* **Short task 1**
In the passage on the incarnation, what is the phrase "made a little lower than the angels" said to mean?
* **Short task 2**
Translate this sentence from the passage on the incarnation into Spanish: "The sacrifice of a mere man could never suffice to pay the debt of even that man’s sin."

* **Quoted passage**
4)         We rejoice in this incarnation of the eternal Son of God because by it, He becomes our brother in this life, made like us every way, excepting sin. And as our brother in the flesh He does what Adam and all sons of Adam are unable to do. He becomes like us in every way, excepting sin, so that He might suffer and die in your place to atone for our sin. Paul says again that “We see Jesus, who was made a little lower than the angels, for the suffering of death crowned with glory and honor, that He, by the grace of God, might taste death for everyone” (Hebrews 2:9). God the Son was made a little lower than the angels, meaning He was made man so that He might suffer and “taste death for everyone.” He tastes death upon the cross for all mankind to atone for the sins of the all mankind. For “He Himself is the propitiation for our sins, and not for ours only but also for the whole world” (1 John 2:2). The sacrifice of a mere man could never suffice to pay the debt of even that man’s sin. The death of a creature, someone created by God, would never suffice as the propitiation for the sins of the entire world. Therefore it must be God’s blood that is spilled and God’s death as payment for men’s sins. This is why He becomes flesh, so that He might suffer in the flesh for all your sins, die in the flesh for all your transgressions, and atone for the corruption which sin has brought about in your flesh to do away with all of it.

* **Location annotation dataset excerpts**
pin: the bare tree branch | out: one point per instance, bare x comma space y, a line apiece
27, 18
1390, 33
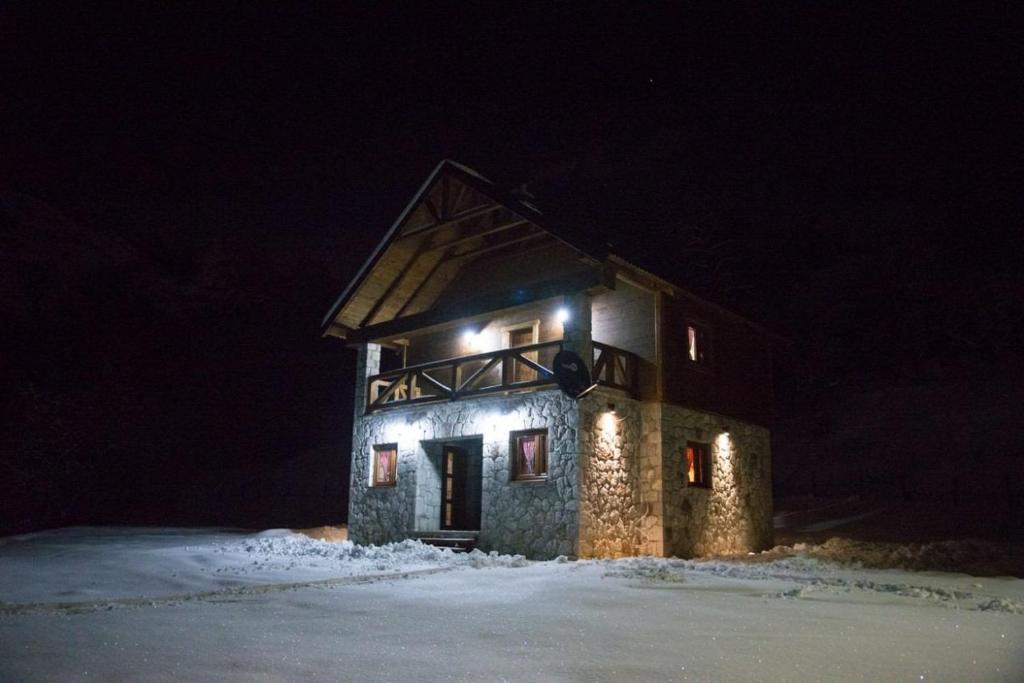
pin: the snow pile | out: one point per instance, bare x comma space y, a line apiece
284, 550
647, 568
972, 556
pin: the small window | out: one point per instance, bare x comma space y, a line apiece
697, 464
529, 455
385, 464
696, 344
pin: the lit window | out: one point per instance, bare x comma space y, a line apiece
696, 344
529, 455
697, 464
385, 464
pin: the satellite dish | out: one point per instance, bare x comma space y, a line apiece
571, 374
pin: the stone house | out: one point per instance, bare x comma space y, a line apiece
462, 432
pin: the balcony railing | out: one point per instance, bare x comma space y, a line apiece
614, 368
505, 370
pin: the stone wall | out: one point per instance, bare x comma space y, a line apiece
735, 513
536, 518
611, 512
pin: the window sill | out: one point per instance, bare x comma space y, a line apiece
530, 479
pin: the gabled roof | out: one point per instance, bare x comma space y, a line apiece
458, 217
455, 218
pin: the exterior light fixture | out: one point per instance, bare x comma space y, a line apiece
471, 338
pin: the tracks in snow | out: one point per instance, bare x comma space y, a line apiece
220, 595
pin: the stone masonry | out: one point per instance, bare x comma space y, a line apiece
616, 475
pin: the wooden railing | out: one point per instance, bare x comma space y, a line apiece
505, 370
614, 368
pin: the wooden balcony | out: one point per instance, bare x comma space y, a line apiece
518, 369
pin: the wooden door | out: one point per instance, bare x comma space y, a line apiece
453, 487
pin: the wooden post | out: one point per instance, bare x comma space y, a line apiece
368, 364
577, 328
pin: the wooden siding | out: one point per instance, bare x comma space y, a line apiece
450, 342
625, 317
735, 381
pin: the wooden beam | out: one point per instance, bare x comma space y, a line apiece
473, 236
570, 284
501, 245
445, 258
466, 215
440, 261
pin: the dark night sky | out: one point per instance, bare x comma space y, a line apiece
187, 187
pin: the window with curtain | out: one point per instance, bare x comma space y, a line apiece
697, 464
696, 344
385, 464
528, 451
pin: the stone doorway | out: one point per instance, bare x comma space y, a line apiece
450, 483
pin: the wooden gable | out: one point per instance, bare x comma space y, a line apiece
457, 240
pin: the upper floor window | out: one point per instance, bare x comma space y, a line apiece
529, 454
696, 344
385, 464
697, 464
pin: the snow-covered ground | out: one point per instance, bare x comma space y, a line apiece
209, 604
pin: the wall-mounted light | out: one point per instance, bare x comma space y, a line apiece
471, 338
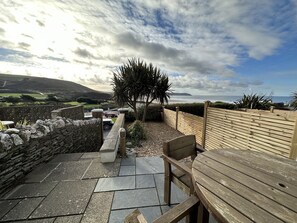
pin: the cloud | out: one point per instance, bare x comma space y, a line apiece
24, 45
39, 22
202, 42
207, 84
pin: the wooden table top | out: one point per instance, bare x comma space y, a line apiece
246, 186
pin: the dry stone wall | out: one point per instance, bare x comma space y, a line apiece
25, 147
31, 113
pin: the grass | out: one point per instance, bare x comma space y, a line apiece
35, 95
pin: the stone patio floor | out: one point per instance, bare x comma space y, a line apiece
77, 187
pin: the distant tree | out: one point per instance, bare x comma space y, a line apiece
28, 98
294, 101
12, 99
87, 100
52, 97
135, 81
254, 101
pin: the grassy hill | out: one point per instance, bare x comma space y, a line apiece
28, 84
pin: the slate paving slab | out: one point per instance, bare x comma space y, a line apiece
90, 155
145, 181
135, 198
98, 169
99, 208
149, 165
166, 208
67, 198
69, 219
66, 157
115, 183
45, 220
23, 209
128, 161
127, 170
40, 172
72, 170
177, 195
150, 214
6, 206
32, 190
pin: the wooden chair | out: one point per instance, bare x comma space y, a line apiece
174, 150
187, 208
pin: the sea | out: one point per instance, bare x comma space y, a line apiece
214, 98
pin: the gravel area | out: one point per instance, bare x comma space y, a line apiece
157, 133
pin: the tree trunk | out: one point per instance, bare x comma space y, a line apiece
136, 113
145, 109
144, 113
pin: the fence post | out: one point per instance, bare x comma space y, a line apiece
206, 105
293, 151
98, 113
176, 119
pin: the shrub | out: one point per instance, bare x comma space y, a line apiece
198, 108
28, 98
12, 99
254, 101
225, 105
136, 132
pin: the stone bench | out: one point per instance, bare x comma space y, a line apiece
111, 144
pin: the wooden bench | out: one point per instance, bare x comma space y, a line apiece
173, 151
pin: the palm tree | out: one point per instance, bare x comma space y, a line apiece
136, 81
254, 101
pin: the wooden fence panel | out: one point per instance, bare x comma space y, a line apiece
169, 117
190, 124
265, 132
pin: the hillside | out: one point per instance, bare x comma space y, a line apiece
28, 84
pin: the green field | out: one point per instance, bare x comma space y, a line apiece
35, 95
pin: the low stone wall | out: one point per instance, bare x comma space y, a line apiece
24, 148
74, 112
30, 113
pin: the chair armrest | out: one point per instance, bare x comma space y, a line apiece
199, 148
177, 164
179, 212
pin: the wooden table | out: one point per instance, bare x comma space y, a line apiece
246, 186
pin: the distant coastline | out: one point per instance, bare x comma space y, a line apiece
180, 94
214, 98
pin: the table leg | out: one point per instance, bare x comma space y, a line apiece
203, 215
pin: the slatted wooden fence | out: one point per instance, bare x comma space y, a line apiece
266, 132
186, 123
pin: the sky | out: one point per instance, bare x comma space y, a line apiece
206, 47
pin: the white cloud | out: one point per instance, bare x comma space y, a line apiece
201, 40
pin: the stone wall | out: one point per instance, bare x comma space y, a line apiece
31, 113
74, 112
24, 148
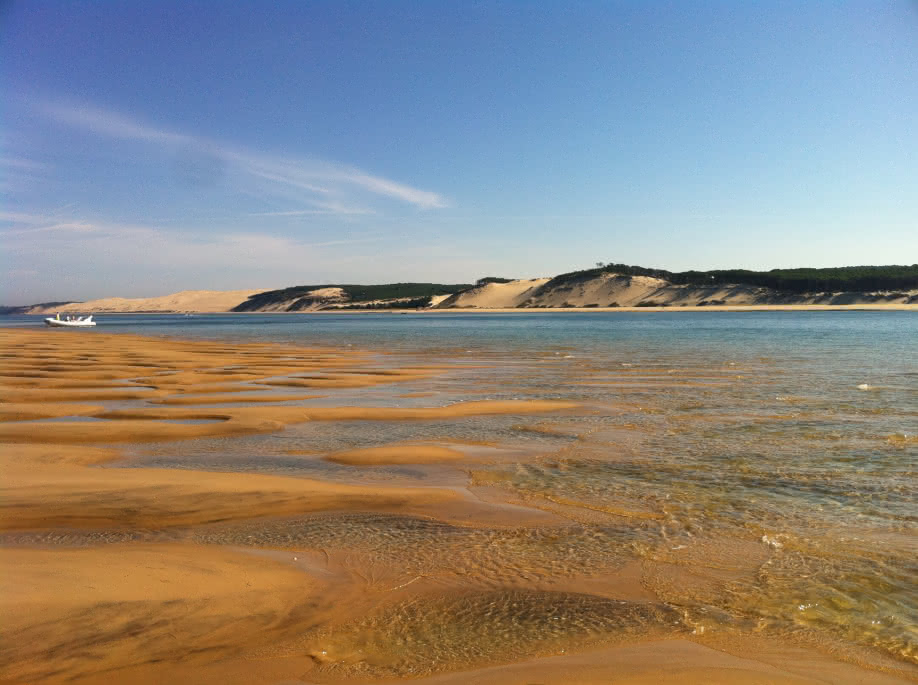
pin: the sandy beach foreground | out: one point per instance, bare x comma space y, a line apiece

* **Complete response 1**
It means that He was made man so that He might suffer and "taste death for everyone."

* **Complete response 2**
El sacrificio de un mero hombre nunca podría bastar para pagar la deuda ni siquiera del pecado de ese hombre.